• TASK PROMPT
Using the records below, reproduce exactly the lines from the one containing "Consider the photo above. For every instance of the camera with" through the end, and nothing more; skip the images.

• EXTRACTED MATERIAL
============
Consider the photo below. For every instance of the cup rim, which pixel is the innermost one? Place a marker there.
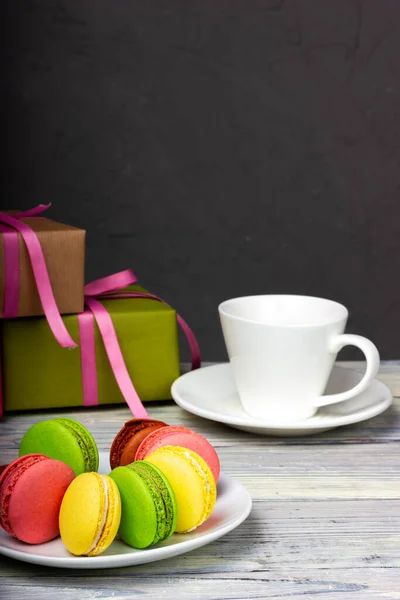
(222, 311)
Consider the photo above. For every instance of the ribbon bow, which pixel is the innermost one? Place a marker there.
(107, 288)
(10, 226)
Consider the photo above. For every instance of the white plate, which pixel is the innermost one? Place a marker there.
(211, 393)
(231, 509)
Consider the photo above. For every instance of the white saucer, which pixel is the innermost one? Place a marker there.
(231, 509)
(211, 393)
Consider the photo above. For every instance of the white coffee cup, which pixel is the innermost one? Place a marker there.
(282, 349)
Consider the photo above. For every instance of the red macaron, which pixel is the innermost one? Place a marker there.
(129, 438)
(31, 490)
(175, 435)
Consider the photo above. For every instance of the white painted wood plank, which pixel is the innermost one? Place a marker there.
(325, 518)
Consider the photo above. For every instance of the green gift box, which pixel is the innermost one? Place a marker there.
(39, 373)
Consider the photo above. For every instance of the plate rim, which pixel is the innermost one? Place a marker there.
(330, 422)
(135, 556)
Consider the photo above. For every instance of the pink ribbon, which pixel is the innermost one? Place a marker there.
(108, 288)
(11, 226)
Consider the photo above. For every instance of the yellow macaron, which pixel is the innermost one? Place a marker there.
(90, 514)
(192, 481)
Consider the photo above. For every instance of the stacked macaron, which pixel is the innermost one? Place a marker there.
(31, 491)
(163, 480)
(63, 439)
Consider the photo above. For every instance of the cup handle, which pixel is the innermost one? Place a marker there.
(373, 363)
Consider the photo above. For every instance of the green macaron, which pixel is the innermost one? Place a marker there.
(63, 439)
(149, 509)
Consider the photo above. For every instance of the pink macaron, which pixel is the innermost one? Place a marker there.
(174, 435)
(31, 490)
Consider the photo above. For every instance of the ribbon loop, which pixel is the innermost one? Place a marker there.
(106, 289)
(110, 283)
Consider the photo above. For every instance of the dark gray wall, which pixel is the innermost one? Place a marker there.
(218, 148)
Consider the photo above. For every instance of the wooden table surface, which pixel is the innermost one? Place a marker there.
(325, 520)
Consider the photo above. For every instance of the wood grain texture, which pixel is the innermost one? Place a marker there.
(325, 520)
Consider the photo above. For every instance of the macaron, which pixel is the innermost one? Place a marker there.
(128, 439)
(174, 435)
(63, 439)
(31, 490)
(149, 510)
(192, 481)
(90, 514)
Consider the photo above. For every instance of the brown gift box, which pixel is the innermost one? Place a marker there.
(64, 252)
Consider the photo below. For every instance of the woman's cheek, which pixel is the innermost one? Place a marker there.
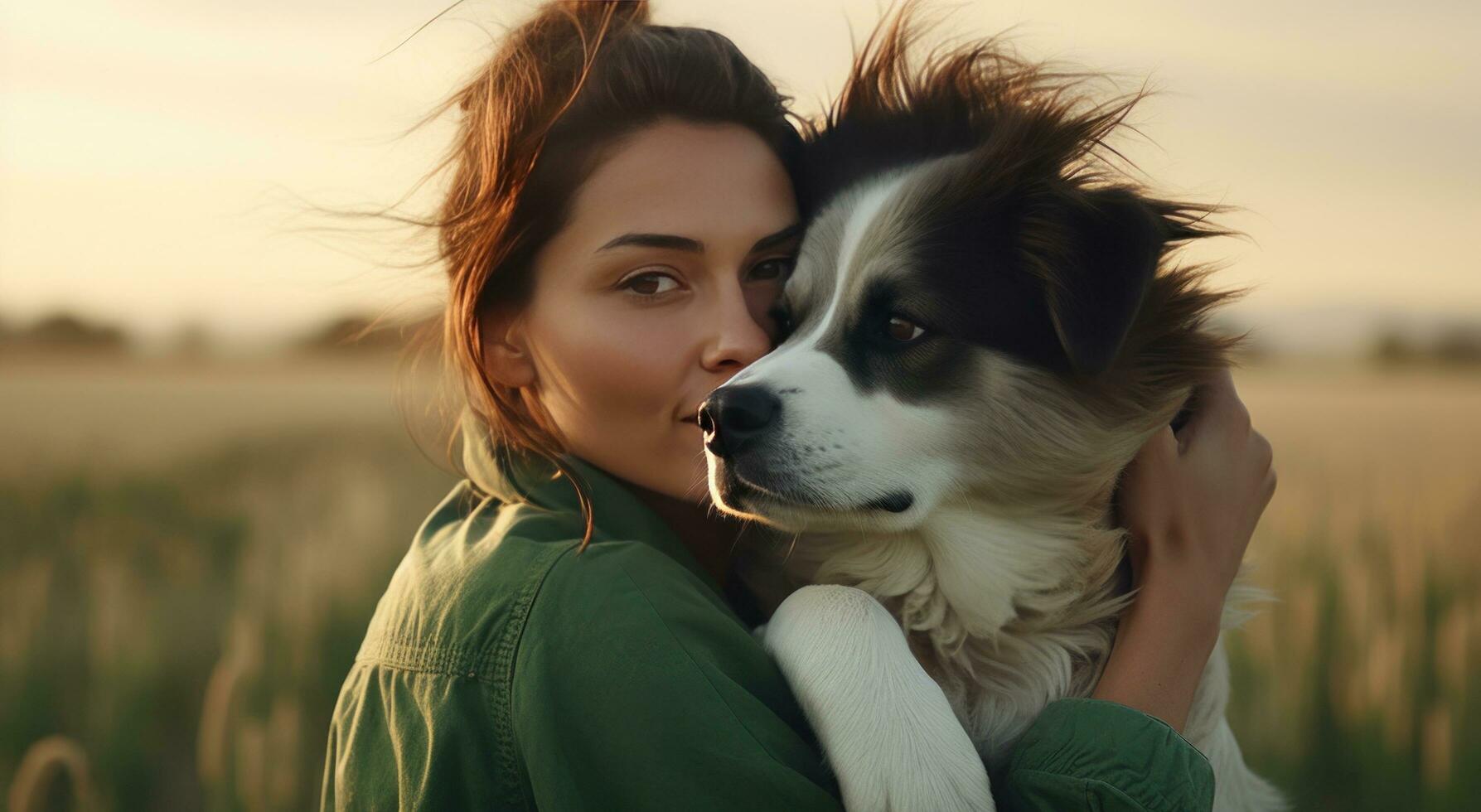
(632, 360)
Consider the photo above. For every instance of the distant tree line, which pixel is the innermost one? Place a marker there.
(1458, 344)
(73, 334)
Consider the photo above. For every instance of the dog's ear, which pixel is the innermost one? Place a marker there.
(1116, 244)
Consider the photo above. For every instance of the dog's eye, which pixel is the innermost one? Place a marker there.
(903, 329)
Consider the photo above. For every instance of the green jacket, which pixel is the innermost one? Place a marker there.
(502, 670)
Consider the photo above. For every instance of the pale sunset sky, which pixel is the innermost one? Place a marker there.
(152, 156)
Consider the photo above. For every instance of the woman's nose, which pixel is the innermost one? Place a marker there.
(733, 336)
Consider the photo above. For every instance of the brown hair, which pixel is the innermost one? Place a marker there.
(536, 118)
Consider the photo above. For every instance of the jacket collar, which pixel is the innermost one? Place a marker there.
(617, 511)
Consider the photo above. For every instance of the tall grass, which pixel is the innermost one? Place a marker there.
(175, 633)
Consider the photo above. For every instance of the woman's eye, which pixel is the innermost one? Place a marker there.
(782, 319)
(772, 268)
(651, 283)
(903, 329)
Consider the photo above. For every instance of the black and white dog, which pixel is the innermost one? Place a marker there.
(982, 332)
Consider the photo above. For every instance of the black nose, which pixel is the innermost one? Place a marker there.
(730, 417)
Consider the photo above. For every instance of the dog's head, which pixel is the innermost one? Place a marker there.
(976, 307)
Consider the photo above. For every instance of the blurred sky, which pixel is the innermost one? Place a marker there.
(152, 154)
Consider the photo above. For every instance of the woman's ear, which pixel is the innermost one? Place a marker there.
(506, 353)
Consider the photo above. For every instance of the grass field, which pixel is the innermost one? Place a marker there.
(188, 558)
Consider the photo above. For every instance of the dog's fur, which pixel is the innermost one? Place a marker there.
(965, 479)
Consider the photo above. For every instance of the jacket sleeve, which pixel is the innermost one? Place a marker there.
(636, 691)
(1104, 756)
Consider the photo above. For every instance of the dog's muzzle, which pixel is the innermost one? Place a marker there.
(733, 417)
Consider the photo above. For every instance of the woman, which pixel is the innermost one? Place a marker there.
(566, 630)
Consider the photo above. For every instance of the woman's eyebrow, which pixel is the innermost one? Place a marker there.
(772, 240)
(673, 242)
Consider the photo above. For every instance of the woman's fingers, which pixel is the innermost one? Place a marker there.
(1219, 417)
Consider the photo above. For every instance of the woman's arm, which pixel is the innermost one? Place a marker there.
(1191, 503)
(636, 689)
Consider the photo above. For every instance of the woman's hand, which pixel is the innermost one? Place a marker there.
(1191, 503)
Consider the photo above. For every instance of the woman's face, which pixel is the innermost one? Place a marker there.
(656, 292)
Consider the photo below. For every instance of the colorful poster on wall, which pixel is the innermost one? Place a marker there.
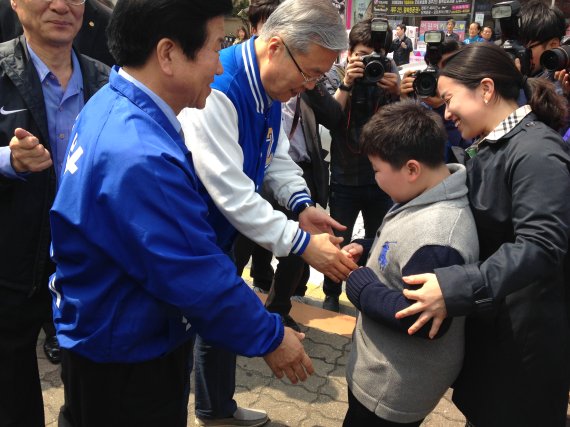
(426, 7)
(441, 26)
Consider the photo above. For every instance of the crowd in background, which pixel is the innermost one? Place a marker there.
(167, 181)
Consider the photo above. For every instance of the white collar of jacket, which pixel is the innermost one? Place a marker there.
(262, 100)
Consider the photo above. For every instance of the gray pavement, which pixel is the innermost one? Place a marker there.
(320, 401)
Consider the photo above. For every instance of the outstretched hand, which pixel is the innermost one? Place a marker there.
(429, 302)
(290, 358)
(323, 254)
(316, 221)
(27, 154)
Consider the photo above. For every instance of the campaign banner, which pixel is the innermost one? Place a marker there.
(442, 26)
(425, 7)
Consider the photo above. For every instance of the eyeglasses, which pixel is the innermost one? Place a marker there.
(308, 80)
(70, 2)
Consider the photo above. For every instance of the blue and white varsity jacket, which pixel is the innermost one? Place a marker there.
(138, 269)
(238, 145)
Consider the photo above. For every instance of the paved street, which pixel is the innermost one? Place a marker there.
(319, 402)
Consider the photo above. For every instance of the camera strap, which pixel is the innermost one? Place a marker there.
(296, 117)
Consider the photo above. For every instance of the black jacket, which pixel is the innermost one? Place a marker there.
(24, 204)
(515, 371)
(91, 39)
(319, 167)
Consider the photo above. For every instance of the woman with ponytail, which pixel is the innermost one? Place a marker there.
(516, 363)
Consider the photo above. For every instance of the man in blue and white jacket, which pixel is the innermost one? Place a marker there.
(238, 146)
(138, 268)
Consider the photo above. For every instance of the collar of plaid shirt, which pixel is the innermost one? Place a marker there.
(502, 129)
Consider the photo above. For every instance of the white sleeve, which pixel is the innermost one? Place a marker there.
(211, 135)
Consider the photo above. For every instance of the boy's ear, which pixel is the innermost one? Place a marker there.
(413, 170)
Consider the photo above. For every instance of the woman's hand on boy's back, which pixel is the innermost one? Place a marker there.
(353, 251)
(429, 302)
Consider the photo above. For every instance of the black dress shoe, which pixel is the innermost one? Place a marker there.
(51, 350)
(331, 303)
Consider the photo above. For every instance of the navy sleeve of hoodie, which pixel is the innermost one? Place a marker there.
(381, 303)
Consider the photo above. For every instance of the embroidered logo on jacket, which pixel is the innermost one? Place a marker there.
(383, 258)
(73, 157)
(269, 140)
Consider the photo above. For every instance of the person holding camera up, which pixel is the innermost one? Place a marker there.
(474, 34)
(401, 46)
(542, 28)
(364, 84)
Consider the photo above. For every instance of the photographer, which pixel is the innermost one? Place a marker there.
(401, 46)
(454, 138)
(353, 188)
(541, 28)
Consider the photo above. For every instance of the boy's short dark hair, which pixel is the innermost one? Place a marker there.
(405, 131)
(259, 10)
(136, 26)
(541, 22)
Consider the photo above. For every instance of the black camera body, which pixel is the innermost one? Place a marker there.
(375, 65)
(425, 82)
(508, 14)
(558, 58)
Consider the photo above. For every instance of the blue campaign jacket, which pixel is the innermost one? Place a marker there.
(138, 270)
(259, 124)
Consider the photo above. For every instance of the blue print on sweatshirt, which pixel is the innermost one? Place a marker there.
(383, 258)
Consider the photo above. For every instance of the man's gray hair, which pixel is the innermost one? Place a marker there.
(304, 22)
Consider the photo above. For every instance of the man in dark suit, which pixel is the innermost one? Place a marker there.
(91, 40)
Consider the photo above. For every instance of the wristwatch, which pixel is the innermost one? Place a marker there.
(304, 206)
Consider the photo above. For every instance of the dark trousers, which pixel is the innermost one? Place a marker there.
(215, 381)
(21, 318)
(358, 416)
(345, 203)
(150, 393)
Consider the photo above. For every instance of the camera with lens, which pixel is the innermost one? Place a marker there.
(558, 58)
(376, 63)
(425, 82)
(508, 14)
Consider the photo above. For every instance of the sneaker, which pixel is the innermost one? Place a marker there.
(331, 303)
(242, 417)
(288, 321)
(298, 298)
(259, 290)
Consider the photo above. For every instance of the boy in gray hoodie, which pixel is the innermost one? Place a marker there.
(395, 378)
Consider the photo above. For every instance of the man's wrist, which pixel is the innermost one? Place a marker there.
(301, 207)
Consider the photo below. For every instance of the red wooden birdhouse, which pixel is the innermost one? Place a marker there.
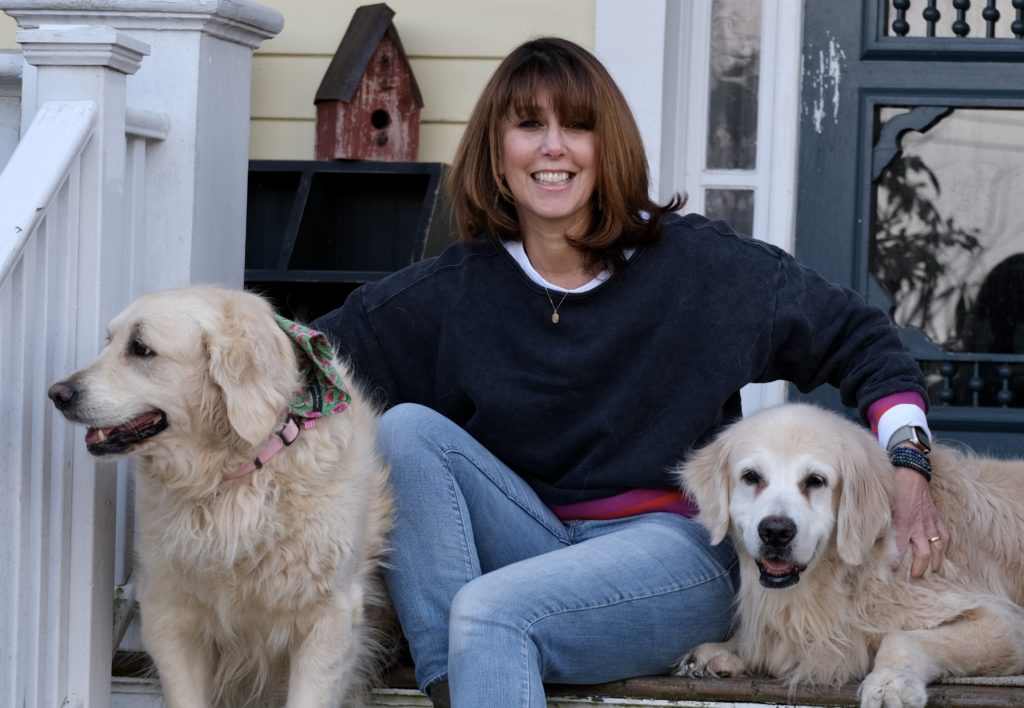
============
• WORKED ANSWER
Consider the photo above. For every instance of the camera with lens, which pixel is the innermost one? Place a marker there.
(558, 58)
(376, 63)
(425, 82)
(508, 14)
Consider the photo above. For every instance of the sneaker, which pixel is the innermost one? Place a marker there.
(331, 303)
(242, 417)
(288, 321)
(298, 298)
(259, 290)
Consider the photo above. For every instance of the boy in gray hoodie, which pixel is the innermost one? Place a marker there.
(395, 378)
Consider the photo above. For every instance of the man's wrist, which pixel is the innermost one? Place a marker there.
(301, 207)
Consider the photo below. For every instance of the red wooden birdhouse, which pixel is the innermost one? Place a marker there.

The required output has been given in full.